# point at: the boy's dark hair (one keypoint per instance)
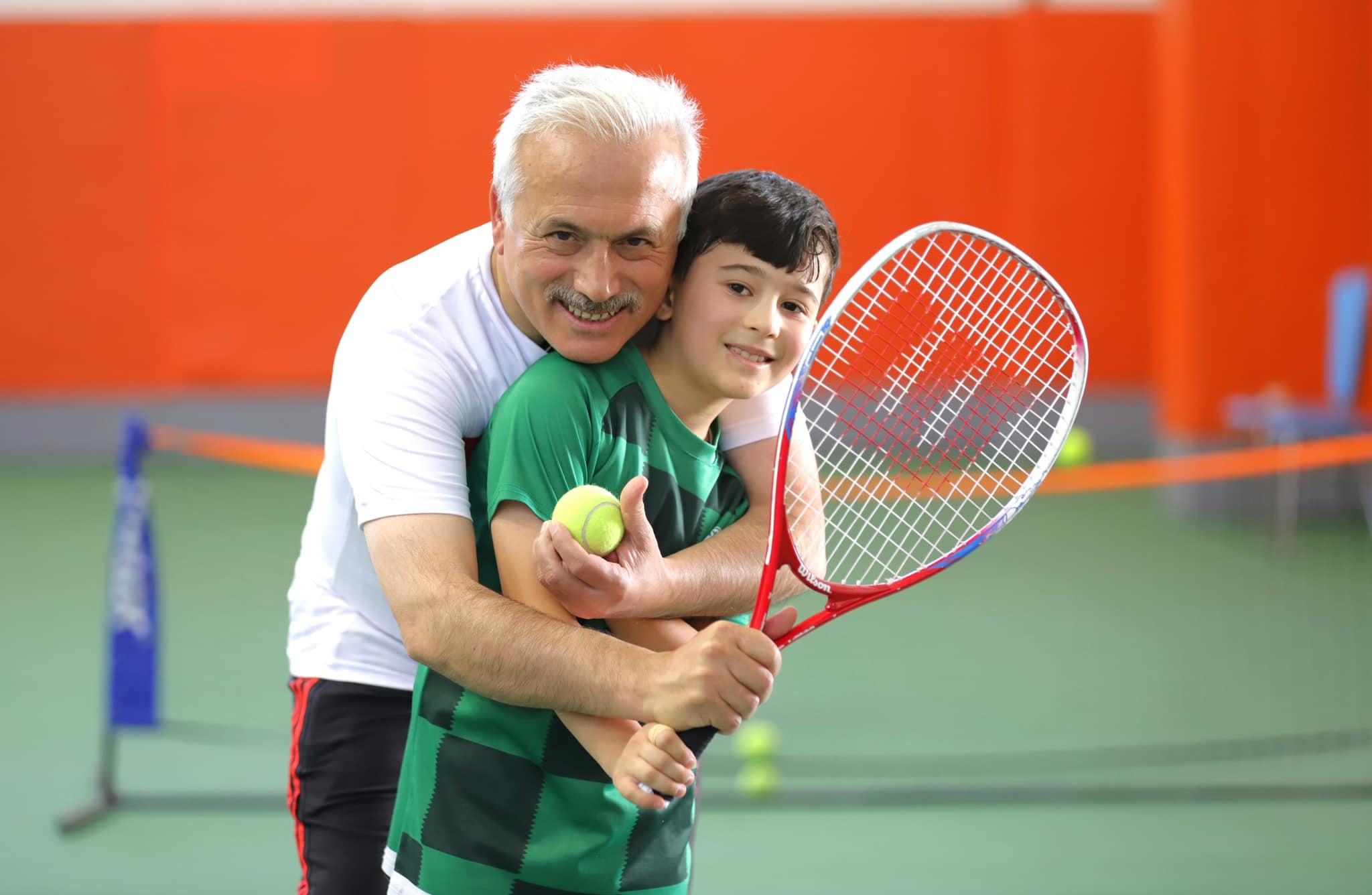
(774, 218)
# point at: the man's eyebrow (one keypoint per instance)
(641, 232)
(646, 231)
(563, 224)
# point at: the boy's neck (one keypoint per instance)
(696, 409)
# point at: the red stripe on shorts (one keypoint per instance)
(301, 688)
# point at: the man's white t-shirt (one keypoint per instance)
(420, 366)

———

> _What the task asks_
Every line of text is to be repeated exactly; pictures are left out.

> _Solution to this problem_
# point at: the boy's dark hair (one keypoint per instance)
(774, 218)
# point at: the man's eyebrow (one keypoint per instance)
(641, 232)
(646, 231)
(563, 224)
# point at: the boy's neck (one keypoint per instance)
(696, 409)
# point at: the red stripe on shorts (one keypoint per instance)
(301, 688)
# point at: the man's white t-shirt (one keypoint per instance)
(420, 366)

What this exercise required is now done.